>>>

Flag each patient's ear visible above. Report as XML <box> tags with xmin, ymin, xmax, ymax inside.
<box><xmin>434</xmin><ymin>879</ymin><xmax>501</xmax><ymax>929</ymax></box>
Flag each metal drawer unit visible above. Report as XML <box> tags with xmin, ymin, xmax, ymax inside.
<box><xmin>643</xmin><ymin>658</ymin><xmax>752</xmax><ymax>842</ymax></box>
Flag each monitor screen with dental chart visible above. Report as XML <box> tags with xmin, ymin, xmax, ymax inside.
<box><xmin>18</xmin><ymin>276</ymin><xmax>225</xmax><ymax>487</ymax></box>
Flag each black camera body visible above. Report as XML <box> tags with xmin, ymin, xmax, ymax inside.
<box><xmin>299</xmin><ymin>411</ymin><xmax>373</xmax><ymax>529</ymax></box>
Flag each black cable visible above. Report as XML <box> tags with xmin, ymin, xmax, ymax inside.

<<<
>>>

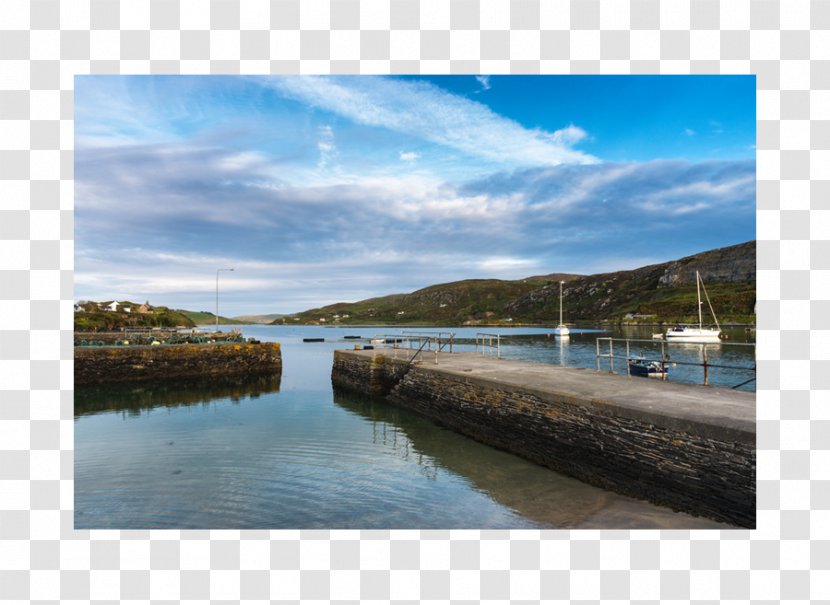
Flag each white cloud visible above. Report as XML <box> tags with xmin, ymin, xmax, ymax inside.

<<<

— Do this —
From the data above, pull out every line that contains the string "black". Match case exactly.

— The answer —
Flag each black camera body visible above. Report as XML <box> tags with xmin, ymin, xmax, ymax inside.
Flag each black cable visible above. Report as XML <box> tags with xmin, ymin, xmax, ymax inside.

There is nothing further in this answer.